* **Task prompt**: Please answer from the forum thread on trigger drugs: what is hCG said to be almost chemically identical to?
Start of Excerpted passage
# Trigger drugs : specific role



## Guest (May 1, 2009)

Hi 

Do the tigger drugs (Pregnyl etc) initiate the LH-surge process ie towards ovualtion, or do they just mature the eggs and the rest just happens naturally IYSWIM? It seems from reading it is the former when I thought it was the latter?     

Thnx

xxx


----------



## mazv (Jul 31, 2006)

Hi Lukey,

Pregnyl does both    Basically hCG is almost chemically identical to LH and does the same thing (acts via the LH receptors in exactly the same way that LH does). In IVF/ICSI when you've been using down reg drugs then you won't have a natural LH surge so the hCG mimicks this and causes final maturation of the follicle ready to release the egg, although in this case the timing means they are collected artificially when you have EC. When used during OI protocols they do what LH does and mature the eggs and follicle and then this will naturally rupture and release the egg/s.

Hope this helps?

Maz x


----------



## Guest (May 27, 2009)

Mazv - thnx - and does Ovitrelle work in exactly the same way? ie maturing the eggs _and _ causing ovulation (I know it is in a prefilled jab so a bit different to administer etc). How, if at all ,is OVitrelle different to Pregnyl?

Similarly - I understand Ovitrelle is 7500units and Pregnyl is usually 2 x 5000s (ie 10000!) - are they equivalent in "activity" at these doses? ie is the 7500 of Ovitrelle equal in effect to the 10000 of Pregnyl? or is 10,000 of Pregnyl slightly more "aggressive"? (IYSWIM!)

Thnx!
End of Excerpted passage
Start of Records supplied
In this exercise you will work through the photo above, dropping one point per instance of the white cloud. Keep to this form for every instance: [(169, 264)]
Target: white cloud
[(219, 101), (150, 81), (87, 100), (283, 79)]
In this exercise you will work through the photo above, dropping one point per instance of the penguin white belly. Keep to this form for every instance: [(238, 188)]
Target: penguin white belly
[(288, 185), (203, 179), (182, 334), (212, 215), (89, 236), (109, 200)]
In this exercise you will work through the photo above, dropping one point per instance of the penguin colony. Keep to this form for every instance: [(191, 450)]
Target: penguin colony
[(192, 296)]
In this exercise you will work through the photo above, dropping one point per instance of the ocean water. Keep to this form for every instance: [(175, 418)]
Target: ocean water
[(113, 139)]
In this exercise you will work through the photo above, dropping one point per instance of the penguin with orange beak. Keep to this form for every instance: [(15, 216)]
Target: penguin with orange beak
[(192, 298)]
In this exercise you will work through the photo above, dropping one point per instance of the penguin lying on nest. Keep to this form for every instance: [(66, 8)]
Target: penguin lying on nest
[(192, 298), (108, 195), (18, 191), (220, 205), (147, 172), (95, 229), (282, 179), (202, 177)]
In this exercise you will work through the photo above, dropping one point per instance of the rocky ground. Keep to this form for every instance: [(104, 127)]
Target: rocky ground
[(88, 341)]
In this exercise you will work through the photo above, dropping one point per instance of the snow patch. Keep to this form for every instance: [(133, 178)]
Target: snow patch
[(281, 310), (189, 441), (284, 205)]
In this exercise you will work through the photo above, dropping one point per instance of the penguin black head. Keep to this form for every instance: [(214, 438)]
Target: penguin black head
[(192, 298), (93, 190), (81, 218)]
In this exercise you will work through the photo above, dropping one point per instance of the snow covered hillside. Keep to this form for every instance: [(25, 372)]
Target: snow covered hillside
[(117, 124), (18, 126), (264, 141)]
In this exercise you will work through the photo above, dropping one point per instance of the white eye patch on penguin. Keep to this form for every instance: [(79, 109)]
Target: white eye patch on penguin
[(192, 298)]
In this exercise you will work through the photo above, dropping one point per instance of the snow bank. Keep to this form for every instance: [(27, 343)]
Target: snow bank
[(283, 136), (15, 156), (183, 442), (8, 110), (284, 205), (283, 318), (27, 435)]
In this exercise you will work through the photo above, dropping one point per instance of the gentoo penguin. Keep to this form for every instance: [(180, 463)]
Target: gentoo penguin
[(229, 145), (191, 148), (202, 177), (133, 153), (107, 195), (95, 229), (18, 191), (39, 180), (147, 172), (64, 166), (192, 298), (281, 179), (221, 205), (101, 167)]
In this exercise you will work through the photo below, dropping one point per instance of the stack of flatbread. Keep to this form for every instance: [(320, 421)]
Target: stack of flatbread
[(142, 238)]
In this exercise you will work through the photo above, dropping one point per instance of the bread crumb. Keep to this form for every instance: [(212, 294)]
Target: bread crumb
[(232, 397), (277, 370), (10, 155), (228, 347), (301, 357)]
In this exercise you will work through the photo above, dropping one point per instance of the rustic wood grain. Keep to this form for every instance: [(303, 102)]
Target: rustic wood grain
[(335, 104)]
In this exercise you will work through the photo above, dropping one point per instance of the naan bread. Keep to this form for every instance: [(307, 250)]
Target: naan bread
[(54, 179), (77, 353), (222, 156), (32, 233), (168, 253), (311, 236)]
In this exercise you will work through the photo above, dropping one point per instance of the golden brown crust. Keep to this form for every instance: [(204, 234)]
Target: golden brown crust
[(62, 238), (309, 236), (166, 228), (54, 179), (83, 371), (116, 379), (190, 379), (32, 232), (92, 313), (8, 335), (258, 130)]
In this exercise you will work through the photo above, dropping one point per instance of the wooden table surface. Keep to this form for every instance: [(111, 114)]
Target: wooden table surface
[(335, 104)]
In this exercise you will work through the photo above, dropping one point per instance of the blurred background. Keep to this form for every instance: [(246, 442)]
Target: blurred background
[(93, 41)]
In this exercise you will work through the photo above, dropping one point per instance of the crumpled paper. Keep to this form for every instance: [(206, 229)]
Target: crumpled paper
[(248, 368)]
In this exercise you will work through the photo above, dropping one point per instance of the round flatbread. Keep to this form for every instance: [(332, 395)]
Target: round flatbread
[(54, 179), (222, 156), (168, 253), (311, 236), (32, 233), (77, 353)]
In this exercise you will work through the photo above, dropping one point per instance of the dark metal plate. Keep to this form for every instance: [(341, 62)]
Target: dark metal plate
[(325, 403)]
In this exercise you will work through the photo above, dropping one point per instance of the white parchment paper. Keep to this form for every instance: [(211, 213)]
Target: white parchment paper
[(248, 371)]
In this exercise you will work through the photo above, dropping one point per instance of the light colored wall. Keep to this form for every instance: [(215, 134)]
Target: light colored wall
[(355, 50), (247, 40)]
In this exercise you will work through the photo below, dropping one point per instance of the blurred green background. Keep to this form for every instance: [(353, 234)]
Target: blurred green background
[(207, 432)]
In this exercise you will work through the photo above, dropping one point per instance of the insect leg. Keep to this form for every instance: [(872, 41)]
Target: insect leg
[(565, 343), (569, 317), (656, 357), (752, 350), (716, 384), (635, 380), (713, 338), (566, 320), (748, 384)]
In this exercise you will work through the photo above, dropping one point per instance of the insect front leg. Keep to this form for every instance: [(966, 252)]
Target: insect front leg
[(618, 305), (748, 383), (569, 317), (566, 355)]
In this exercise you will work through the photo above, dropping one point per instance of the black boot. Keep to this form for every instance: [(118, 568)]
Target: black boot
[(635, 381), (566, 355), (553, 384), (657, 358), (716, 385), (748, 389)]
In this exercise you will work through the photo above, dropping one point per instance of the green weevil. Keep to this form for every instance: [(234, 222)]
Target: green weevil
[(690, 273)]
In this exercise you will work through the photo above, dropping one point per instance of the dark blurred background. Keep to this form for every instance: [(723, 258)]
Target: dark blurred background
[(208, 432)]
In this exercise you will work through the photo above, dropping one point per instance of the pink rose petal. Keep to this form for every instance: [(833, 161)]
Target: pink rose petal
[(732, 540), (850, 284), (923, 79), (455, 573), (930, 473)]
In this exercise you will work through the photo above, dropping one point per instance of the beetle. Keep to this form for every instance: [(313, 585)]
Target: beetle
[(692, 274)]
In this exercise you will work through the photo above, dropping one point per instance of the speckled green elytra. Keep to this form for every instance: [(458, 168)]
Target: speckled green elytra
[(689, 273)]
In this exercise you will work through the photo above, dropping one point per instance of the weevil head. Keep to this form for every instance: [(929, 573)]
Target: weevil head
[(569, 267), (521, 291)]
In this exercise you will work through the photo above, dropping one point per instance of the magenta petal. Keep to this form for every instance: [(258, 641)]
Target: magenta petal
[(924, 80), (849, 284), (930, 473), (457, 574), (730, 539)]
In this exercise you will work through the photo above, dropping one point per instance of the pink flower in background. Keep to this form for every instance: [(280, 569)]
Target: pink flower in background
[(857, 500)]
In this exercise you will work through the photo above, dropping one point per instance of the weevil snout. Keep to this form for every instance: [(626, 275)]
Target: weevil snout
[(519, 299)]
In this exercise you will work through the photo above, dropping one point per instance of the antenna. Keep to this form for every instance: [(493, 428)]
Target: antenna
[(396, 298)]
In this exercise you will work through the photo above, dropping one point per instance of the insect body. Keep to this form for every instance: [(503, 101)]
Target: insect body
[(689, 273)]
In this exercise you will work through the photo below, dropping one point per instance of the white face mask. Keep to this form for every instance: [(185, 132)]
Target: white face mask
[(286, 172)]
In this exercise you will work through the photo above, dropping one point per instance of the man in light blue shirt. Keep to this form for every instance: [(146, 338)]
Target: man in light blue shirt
End of Records supplied
* **Answer box**: LH